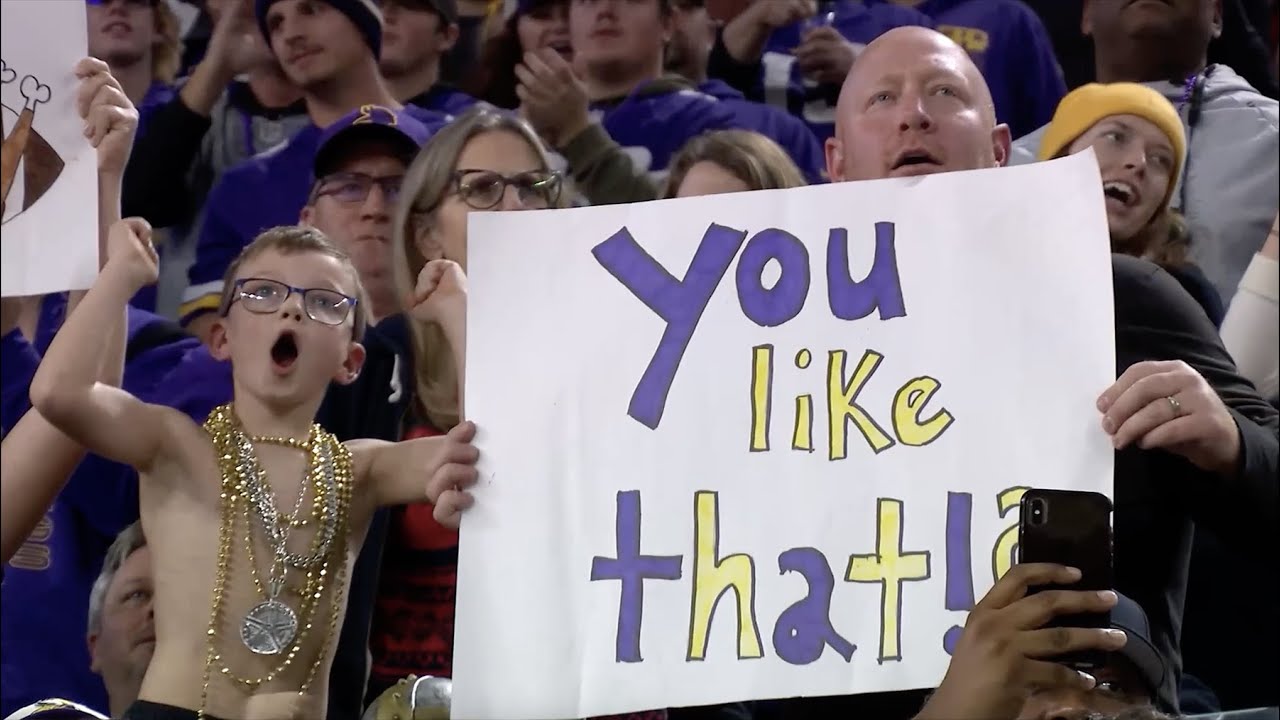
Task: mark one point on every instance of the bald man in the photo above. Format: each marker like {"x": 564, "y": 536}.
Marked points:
{"x": 1194, "y": 440}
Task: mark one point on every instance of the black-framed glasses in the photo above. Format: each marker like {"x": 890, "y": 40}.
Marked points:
{"x": 353, "y": 187}
{"x": 484, "y": 190}
{"x": 261, "y": 296}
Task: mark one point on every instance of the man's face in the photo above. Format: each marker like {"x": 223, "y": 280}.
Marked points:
{"x": 545, "y": 26}
{"x": 691, "y": 39}
{"x": 414, "y": 35}
{"x": 1119, "y": 688}
{"x": 312, "y": 41}
{"x": 122, "y": 32}
{"x": 617, "y": 32}
{"x": 1112, "y": 22}
{"x": 914, "y": 105}
{"x": 122, "y": 648}
{"x": 355, "y": 209}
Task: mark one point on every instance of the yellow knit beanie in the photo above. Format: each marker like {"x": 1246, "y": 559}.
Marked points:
{"x": 1086, "y": 105}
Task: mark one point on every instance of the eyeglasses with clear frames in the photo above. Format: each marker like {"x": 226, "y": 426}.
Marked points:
{"x": 263, "y": 296}
{"x": 355, "y": 187}
{"x": 483, "y": 190}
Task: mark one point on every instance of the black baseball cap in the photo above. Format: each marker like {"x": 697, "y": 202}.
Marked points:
{"x": 1141, "y": 651}
{"x": 370, "y": 122}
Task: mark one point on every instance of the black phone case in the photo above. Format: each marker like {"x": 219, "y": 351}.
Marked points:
{"x": 1070, "y": 528}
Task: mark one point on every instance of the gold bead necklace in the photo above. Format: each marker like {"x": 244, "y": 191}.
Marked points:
{"x": 330, "y": 474}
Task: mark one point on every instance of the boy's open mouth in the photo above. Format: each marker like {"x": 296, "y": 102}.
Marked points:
{"x": 284, "y": 350}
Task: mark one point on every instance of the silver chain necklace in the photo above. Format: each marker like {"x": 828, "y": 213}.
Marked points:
{"x": 270, "y": 627}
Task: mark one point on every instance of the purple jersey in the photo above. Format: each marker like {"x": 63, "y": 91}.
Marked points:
{"x": 785, "y": 86}
{"x": 48, "y": 582}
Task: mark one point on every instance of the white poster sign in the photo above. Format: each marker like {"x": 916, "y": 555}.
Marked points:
{"x": 768, "y": 445}
{"x": 49, "y": 233}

________________________________________

Required task: Starting with the line containing "Task: mark one point on every instance of the gold" and going on through the end of the data, write out every line again, adjusting each x and y coordinate in the marked points by -20 and leaving the sample coordinates after "Format:" unchanged.

Reply to the task:
Task: mark one point on every instance of the gold bead necklace in the photo above. Format: each marker like {"x": 244, "y": 191}.
Marked points:
{"x": 310, "y": 454}
Task: mark one point on every instance of the boy's open mouth in the photo above. Format: each marker like {"x": 296, "y": 102}.
Marked points:
{"x": 264, "y": 330}
Task: mark one point on every instance of the silver chain necklace in the photo above. Format: each marker like {"x": 828, "y": 213}.
Marked points:
{"x": 250, "y": 607}
Task: mark one point on every instance of the purple jersey in the photo above. Format: each marker like {"x": 63, "y": 91}.
Marked points:
{"x": 765, "y": 66}
{"x": 28, "y": 562}
Task: mark one point on every instance of the white poster sign in the photo above. Format: each marker like {"x": 916, "y": 555}.
Marked points:
{"x": 748, "y": 425}
{"x": 29, "y": 213}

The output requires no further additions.